Exercise requirements: Keep only the lines of the data below that contain "railing", and copy them.

Referring expression pointing data:
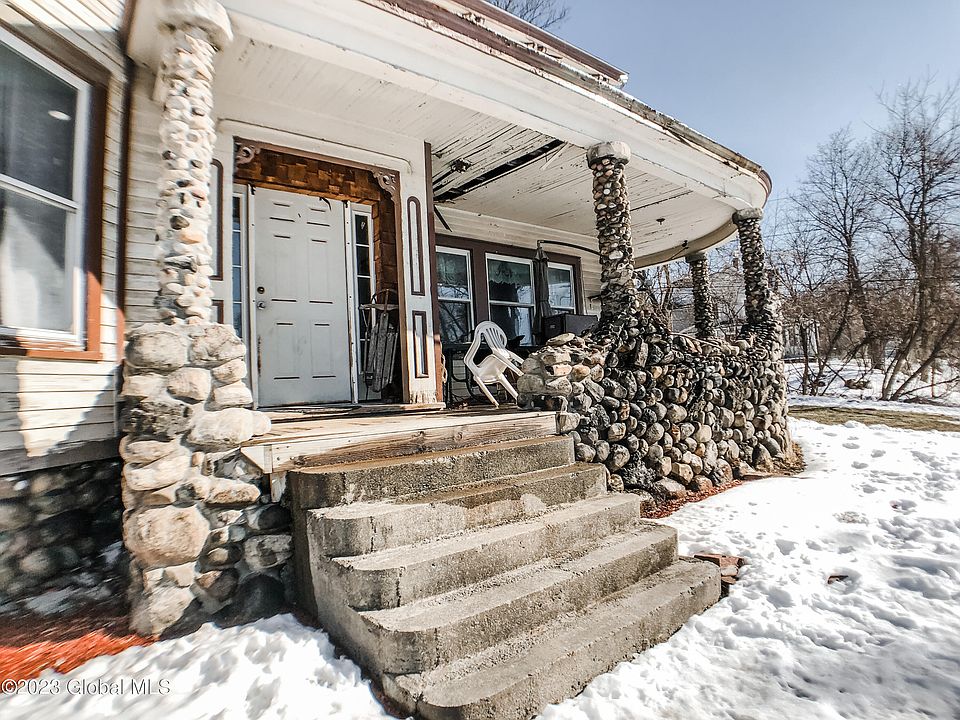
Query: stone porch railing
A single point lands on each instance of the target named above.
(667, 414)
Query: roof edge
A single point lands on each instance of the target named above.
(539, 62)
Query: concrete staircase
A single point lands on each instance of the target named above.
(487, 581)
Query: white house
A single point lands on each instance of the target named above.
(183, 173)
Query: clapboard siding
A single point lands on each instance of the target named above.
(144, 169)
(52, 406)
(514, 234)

---

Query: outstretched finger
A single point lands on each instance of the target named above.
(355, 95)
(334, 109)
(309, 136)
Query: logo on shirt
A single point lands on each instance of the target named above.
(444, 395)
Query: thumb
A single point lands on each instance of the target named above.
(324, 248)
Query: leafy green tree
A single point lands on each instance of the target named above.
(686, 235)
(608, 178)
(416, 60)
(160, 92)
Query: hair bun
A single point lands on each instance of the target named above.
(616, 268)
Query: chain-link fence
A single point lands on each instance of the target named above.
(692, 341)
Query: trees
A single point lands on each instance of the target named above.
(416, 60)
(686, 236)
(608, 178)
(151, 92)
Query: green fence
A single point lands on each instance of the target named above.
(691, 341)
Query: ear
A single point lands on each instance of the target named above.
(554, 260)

--

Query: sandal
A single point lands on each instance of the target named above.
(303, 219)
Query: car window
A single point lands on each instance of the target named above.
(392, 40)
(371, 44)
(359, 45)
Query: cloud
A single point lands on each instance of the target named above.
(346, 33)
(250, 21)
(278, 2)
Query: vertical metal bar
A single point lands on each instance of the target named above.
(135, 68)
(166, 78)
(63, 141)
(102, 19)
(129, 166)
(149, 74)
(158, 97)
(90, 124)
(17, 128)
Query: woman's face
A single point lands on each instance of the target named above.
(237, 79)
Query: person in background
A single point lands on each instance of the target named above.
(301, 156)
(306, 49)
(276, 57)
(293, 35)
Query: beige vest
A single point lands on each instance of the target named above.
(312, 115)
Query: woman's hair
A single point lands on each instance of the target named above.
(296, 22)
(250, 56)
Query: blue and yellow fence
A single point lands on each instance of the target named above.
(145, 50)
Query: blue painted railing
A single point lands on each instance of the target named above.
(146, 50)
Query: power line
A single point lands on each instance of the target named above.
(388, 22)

Result of the exercise:
Query: stone porch railing
Query: blue painted railing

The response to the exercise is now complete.